_To be done_
Can you quote the rows word for word, beginning at the line that has "find the white" and stopping after the line that has "Query: white heart symbol"? Leave the picture out of your answer.

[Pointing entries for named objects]
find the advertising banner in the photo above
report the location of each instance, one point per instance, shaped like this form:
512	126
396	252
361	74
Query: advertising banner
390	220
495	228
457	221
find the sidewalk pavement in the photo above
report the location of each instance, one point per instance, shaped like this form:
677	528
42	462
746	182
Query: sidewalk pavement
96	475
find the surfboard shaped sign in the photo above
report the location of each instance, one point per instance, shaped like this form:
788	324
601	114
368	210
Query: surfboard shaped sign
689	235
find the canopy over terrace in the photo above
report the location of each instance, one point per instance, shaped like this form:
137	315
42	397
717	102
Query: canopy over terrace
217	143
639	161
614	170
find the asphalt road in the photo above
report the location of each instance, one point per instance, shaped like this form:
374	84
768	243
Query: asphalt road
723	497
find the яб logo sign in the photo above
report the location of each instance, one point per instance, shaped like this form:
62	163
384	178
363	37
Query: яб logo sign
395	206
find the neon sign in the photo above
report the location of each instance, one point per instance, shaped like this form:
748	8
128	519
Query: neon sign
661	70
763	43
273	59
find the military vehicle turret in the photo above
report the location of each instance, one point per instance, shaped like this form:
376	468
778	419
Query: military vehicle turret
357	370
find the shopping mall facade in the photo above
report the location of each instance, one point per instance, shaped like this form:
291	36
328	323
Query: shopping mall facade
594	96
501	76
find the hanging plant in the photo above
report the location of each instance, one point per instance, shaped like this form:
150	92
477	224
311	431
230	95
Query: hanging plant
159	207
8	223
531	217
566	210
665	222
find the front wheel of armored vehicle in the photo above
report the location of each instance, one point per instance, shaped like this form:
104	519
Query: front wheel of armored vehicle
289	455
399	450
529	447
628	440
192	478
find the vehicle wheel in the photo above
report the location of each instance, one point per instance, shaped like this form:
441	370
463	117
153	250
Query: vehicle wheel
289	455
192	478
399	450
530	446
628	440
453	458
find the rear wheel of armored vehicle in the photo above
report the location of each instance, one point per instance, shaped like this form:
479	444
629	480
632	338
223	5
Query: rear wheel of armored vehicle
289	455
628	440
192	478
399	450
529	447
---
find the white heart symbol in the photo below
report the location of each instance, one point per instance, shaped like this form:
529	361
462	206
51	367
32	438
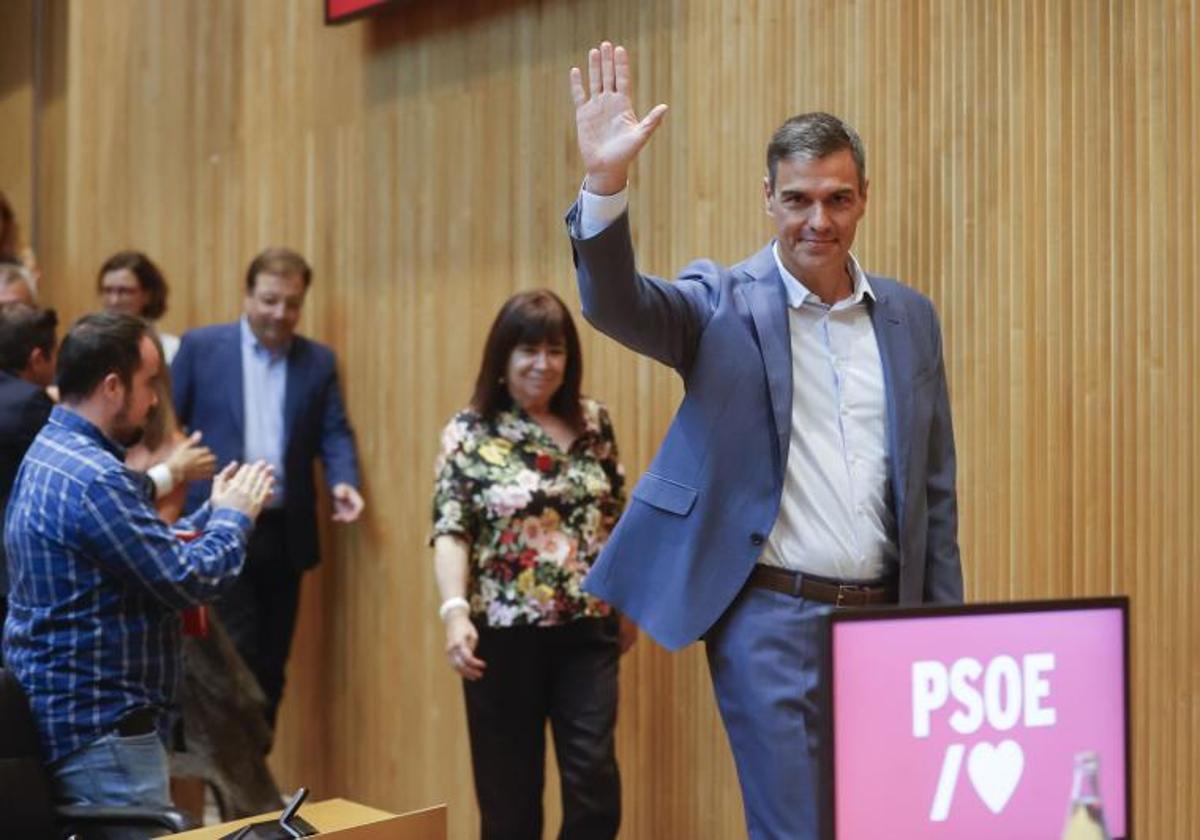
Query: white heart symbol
==
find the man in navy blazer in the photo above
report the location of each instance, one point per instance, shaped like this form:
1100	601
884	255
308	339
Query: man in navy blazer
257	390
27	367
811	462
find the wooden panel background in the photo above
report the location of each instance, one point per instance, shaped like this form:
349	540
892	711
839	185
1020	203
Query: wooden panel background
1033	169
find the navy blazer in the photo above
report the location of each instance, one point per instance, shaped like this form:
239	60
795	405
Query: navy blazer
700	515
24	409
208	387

_Result_
find the white heart symbol in the photo below
report the location of each instance, one point per instance, shaped like this form:
529	361
462	206
51	367
32	438
Query: white heart symbol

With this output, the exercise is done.